Sezione del documento »

+ + + + +

Quando iniziai a praticare Yoga la mia vita era totalmente diversa. Per tanti anni avevo inseguito il sogno di raggiungere i massimi livelli nel canottaggio. Sport a cui avevo dedicato tutto me stesso. Avevo rinunciato all’adolescenza e a tutto quello che i ragazzi fanno a quell’età. Io mi allenavo, punto.
Ero cresciuto con il mantra “il dolore non esiste, tutto dipende dalla mente”.
E se da un lato questo aveva forgiato in me una volontà e una disciplina molto profonda, dall’altro aveva creato una mancanza di empatia sia verso me stesso, sia verso gli altri.
Poi la vita fece dei giri talmente assurdi che alla fine misi i piedi sul tappetino. Tra l’ultima volta che sfiorai un remo e la prima lezione di Yoga, passarono quasi 10 anni. Iniziai con l’Hatha, per poi arrivare all’Ashtanga dopo due anni. Il mio corpo era di legno. La mia mente e le mie emozioni di più.
Iniziai a praticare con l’unico obiettivo di sciogliere il corpo. Ero un robot programmato a quell’unico scopo. Misi gli asana al primo posto, anche se la spiritualità e la filosofia mi avevano sempre interessato. Ma molti anni dopo capii che anche quelle erano un modo per nascondermi dietro regole, forme di pensiero e dogmi rigidi che mi evitavano di ascoltare, di vedere veramente chi fossi. Ero un soldato che obbediva. Obbediva ad una serie di regole, schemi e meccanismi che mi facevano sentire al sicuro.

+ + + + +

Estratto dei dati »

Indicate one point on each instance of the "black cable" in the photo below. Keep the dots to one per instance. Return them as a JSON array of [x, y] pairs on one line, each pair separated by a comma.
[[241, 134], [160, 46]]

+ + + + +

Esercizio A »
Rispondi a queste domande sul racconto dedicato allo yoga:
(i) A quale sport si era dedicato per anni chi scrive?
(ii) Quanto tempo passò tra l'ultima volta che sfiorò un remo e la prima lezione di Yoga?
(iii) Con quale stile di Yoga iniziò, e dopo quanto tempo arrivò all'Ashtanga?
Esercizio B »
Trascrivi dal racconto sullo yoga il passo che va da «Quando iniziai a» fino a «emozioni di più.» compreso.
Il materiale non ha alcun ruolo in questo lavoro.

Soluzione completa A »
(i) Al canottaggio.
(ii) Quasi 10 anni.
(iii) Iniziò con l'Hatha e arrivò all'Ashtanga dopo due anni.

Soluzione completa B »
Quando iniziai a praticare Yoga la mia vita era totalmente diversa. Per tanti anni avevo inseguito il sogno di raggiungere i massimi livelli nel canottaggio. Sport a cui avevo dedicato tutto me stesso. Avevo rinunciato all’adolescenza e a tutto quello che i ragazzi fanno a quell’età. Io mi allenavo, punto.
Ero cresciuto con il mantra “il dolore non esiste, tutto dipende dalla mente”.
E se da un lato questo aveva forgiato in me una volontà e una disciplina molto profonda, dall’altro aveva creato una mancanza di empatia sia verso me stesso, sia verso gli altri.
Poi la vita fece dei giri talmente assurdi che alla fine misi i piedi sul tappetino. Tra l’ultima volta che sfiorai un remo e la prima lezione di Yoga, passarono quasi 10 anni. Iniziai con l’Hatha, per poi arrivare all’Ashtanga dopo due anni. Il mio corpo era di legno. La mia mente e le mie emozioni di più.